### EXERCISE OBJECTIVE
Arrange the lines below as a Markdown table with the columns No. and Line, starting with the line that contains "In the picture above, where can the modern" and going on through the last line. Omit blank lines and leave the pictures out.

### STORED RECORDS
· · · · · · ·
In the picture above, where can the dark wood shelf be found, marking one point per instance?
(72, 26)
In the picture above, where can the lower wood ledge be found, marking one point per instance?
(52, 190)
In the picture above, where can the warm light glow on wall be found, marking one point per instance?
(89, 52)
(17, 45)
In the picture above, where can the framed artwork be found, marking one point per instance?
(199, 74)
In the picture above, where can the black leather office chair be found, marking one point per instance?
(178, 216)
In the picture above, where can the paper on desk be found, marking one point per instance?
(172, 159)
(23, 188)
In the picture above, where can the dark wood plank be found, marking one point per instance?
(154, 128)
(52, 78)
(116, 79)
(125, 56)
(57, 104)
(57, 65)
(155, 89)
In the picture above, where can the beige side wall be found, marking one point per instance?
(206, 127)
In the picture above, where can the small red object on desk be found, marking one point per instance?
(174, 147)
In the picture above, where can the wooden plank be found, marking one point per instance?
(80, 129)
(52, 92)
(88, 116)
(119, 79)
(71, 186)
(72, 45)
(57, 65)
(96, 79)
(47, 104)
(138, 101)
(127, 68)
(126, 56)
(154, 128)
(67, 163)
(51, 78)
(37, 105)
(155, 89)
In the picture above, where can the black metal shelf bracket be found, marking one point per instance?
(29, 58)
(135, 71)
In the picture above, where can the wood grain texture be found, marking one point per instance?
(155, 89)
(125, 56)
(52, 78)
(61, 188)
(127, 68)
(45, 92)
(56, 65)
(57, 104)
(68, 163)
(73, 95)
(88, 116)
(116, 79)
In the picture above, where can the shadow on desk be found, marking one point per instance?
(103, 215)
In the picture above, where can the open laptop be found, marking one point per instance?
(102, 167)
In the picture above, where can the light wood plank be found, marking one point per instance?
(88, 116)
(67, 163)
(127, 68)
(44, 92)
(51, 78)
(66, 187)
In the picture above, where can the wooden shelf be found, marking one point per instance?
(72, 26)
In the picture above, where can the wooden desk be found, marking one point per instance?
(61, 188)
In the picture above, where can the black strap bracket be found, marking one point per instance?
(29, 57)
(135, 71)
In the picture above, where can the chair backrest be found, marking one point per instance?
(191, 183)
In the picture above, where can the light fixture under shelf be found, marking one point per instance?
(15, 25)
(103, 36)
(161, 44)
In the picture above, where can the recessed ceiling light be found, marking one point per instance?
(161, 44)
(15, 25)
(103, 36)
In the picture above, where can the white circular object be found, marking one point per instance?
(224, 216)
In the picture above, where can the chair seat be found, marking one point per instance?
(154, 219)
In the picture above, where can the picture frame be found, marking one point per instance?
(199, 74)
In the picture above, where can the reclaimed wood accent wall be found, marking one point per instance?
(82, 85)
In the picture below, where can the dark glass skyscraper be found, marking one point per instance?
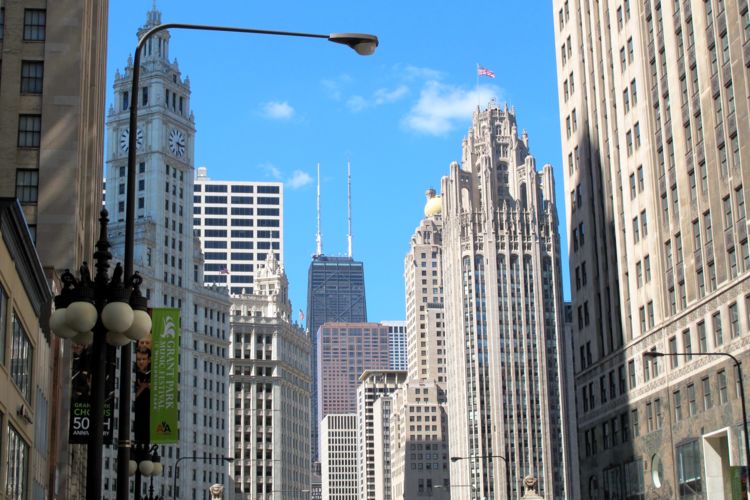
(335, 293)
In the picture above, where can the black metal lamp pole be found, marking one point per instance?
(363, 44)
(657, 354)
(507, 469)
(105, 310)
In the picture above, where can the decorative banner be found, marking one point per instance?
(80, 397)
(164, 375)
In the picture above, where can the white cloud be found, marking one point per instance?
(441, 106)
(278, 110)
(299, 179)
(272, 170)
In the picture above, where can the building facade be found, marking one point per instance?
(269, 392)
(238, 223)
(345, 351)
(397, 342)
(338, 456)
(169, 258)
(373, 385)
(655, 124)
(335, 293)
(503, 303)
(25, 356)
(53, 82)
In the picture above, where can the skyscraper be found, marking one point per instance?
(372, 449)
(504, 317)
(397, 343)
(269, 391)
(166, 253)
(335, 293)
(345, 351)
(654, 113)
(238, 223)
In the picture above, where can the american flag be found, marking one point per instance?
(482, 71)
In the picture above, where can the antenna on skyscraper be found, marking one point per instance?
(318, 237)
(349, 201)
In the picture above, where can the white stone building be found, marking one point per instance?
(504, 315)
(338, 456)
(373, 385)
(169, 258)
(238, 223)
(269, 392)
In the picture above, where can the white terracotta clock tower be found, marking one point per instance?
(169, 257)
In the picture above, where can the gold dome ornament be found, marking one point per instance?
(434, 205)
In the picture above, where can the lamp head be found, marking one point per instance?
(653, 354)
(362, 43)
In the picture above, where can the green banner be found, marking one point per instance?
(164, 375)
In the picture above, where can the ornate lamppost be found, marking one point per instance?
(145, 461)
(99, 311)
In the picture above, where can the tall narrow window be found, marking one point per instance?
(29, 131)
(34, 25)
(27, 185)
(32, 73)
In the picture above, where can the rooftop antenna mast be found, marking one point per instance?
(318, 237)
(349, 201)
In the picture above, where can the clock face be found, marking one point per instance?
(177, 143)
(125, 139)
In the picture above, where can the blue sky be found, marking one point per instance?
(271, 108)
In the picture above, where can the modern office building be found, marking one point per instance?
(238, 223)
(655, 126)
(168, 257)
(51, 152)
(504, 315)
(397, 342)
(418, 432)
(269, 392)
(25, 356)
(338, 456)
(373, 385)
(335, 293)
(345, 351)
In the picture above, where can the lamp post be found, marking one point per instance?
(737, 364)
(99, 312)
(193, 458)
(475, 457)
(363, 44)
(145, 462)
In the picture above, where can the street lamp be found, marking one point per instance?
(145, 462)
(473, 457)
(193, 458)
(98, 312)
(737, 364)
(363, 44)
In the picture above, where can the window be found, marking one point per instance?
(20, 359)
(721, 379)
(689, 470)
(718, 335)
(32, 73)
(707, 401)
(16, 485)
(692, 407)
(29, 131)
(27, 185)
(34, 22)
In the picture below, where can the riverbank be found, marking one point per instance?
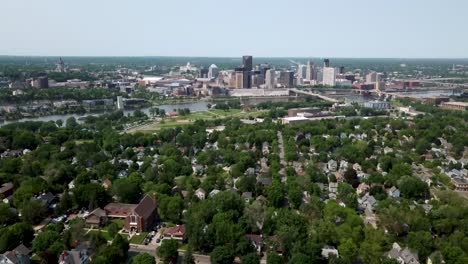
· · · · · · ·
### WRITTEN SOLUTION
| No. | Line |
|---|---|
| 1 | In the picture above, where can the modern office building be found, marking one point per instance? |
| 2 | (238, 223) |
| 3 | (655, 126) |
| 4 | (168, 257) |
| 5 | (51, 152) |
| 6 | (504, 315) |
| 7 | (397, 342) |
| 8 | (418, 432) |
| 9 | (269, 392) |
| 10 | (25, 356) |
| 11 | (338, 456) |
| 12 | (373, 385) |
| 13 | (335, 293) |
| 14 | (345, 351) |
| 15 | In the picture above, where can the lamp post be found, marking one point per instance? |
| 16 | (737, 364) |
| 17 | (99, 312) |
| 18 | (193, 458) |
| 19 | (475, 457) |
| 20 | (363, 44) |
| 21 | (145, 462) |
| 22 | In the picture above, where can the street lamp be found, marking one point per instance? |
| 23 | (145, 462) |
| 24 | (473, 457) |
| 25 | (193, 458) |
| 26 | (98, 312) |
| 27 | (737, 364) |
| 28 | (363, 44) |
| 29 | In the picture above, where can the window be found, marking one point per instance? |
| 30 | (20, 359) |
| 31 | (721, 379) |
| 32 | (689, 470) |
| 33 | (718, 335) |
| 34 | (32, 73) |
| 35 | (707, 401) |
| 36 | (16, 485) |
| 37 | (692, 407) |
| 38 | (29, 131) |
| 39 | (27, 185) |
| 40 | (34, 22) |
| 41 | In the picture below, where can the riverbank be found, marking one point per instance? |